Pointing entries for named objects:
----------
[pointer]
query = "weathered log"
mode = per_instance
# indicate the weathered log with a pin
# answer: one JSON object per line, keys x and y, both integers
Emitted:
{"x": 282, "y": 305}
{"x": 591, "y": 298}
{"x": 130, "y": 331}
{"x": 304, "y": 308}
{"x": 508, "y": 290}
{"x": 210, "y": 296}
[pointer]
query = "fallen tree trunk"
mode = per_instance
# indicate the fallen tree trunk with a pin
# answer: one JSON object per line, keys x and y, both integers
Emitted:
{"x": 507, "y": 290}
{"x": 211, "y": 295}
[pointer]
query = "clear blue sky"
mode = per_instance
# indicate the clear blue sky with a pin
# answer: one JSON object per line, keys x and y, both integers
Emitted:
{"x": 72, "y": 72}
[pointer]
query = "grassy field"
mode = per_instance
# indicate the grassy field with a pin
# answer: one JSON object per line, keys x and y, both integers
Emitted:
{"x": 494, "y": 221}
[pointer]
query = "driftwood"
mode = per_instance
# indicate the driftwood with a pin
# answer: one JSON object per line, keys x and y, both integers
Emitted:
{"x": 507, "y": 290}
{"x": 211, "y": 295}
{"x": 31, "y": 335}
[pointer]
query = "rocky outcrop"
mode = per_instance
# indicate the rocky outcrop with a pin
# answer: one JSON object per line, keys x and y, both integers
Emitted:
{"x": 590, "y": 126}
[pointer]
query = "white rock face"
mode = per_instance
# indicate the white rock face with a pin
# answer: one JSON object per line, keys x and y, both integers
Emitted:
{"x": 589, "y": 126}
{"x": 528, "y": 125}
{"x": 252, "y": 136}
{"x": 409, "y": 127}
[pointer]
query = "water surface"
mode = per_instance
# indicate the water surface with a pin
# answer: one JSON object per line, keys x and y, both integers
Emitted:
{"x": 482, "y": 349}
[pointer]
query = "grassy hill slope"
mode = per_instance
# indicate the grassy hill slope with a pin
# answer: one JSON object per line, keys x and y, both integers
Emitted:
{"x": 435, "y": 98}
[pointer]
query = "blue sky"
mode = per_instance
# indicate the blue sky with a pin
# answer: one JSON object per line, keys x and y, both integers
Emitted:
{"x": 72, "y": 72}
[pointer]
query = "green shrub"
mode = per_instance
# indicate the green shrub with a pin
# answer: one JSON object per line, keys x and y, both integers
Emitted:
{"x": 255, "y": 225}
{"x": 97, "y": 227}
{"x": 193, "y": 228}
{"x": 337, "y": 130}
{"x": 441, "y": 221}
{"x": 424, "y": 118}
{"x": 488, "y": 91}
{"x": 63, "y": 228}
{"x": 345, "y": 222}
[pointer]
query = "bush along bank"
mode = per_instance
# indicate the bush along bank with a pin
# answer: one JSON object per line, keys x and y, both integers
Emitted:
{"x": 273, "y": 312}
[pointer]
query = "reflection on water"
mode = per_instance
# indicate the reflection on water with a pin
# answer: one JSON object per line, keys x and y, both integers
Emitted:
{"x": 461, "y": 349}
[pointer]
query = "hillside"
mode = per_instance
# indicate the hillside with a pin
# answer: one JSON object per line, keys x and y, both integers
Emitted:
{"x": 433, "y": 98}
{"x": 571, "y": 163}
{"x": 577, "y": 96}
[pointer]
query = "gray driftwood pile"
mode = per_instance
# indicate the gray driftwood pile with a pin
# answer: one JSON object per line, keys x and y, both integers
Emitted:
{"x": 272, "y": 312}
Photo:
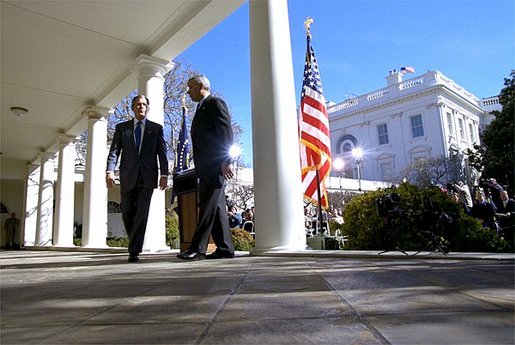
----------
--- Stated task ---
Pull out every line of the records that contains the word "clear" and copy each one unchanged.

--- Answer in full ---
query = "clear blue sky"
# indicate the clear blue sky with a pin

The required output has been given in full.